- Selected excerpt -
____________

In particular altruistic behaviour is sometimes connected to the conscious or subconsious or driven expectance that the beneficial behaviour will be rewarded, like by altruistic behaviour of others. Such an altruism which is related to an exchange of beneficial donations is usually called reciprocal altruism and there are various reciprocity mechanisms. So reciprocal altruism is related to a certain time dependence of altruistic behaviour with respect to the expected reward.

In the recent study "Intra- and intergenerational discounting in the climate game" selfish, fair and altruistic behaviour was investigated with respect to the time-delay of group rewards. The author has currently only access to the abstract and the supplementary image material. As the author understood the time delay was kept constant over 10 game rounds, which were played in groups of six persons. The average behaviour over all groups seems to be indicted in the images. One sees that there seemed to be a rather stable percentage of selfish, fair and altruistic behaviour for short term rewards over a game which run over 10 rounds. For games for which rewards were handed out with a medium time delay and a very long time delay (which was actually considered as belonging to a “next generation”) the behaviour of the altruistic share stayed rather constant but a share of the fair gamers turned into selfish gamers over the course of the rounds. This “turn-to-selfish” was faster for the long-term delay.

____________

- Short task -
List the kinds of behaviour that the passage on altruism and reward delay says the climate game study investigated. Answer using only the passage on altruism and reward delay.

Entries stored from a collection:
____________

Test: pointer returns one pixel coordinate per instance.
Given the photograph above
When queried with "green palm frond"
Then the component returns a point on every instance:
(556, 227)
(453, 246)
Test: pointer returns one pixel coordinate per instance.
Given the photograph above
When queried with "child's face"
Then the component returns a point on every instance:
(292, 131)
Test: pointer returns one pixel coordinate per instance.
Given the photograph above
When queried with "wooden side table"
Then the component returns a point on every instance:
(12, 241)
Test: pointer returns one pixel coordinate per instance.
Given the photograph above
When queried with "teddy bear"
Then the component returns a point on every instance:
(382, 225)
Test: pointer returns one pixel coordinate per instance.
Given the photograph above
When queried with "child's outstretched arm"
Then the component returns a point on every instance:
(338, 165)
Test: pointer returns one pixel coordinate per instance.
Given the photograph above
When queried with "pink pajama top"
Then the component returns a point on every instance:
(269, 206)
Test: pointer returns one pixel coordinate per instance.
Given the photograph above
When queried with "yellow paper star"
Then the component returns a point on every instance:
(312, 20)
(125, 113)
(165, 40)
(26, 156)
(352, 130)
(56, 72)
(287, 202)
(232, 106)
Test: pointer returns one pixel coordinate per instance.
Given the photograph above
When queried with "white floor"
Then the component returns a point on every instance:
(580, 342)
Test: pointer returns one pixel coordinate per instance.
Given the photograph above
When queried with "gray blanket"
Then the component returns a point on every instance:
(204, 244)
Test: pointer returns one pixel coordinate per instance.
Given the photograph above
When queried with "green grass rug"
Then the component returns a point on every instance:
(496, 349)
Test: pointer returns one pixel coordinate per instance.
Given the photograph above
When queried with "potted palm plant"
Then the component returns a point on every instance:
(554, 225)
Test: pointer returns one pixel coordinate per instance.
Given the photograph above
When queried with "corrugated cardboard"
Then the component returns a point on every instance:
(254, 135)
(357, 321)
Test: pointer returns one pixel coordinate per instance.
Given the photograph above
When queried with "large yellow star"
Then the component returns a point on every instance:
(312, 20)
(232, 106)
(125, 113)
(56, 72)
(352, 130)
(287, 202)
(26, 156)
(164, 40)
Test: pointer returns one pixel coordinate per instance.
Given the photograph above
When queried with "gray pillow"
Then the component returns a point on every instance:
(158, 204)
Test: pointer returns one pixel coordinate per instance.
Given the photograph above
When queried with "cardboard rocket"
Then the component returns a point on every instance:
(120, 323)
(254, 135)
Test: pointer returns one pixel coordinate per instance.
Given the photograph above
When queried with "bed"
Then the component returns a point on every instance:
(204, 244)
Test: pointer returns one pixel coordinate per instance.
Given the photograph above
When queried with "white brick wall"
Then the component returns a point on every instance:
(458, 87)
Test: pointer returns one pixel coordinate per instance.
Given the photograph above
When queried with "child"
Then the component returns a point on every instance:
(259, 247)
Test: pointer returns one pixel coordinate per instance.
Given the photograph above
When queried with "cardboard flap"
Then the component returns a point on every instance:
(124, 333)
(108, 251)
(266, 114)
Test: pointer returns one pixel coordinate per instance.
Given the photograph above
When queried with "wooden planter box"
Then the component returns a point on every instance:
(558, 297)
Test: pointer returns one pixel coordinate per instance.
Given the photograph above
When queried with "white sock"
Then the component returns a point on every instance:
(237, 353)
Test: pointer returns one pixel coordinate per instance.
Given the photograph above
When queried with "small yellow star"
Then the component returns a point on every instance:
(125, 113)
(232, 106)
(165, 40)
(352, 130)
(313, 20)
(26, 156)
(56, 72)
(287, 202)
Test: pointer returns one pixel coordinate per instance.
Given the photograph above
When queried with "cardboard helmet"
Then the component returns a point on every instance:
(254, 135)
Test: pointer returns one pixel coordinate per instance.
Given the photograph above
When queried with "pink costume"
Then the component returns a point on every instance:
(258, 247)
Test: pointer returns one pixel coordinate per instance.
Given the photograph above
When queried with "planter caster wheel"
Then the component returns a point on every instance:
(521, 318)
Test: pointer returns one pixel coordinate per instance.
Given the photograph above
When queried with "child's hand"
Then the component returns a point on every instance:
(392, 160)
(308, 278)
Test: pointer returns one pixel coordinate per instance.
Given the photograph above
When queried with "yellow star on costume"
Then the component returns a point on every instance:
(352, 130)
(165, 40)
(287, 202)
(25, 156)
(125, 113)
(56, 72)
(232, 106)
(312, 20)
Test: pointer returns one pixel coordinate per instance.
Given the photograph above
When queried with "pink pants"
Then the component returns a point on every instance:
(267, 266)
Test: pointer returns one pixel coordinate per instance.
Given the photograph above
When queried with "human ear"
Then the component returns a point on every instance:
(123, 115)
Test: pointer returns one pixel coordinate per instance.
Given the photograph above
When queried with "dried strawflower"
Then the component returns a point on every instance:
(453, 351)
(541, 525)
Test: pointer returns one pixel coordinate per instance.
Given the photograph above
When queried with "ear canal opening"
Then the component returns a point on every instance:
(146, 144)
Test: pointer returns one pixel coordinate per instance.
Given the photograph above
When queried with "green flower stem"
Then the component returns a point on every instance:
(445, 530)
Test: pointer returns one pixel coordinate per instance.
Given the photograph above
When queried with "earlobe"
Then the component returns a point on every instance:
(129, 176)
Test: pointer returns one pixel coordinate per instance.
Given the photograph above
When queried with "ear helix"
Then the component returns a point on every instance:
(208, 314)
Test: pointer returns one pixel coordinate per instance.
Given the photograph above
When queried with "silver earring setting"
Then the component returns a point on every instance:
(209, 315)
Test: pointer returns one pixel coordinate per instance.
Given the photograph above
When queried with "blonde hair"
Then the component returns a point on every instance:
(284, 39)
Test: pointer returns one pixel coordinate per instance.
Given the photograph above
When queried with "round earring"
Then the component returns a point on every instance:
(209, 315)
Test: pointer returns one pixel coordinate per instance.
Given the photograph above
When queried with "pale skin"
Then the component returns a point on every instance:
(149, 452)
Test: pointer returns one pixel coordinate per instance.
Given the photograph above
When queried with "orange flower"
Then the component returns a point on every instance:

____________

- Exercise result -
Selfish, fair and altruistic behaviour.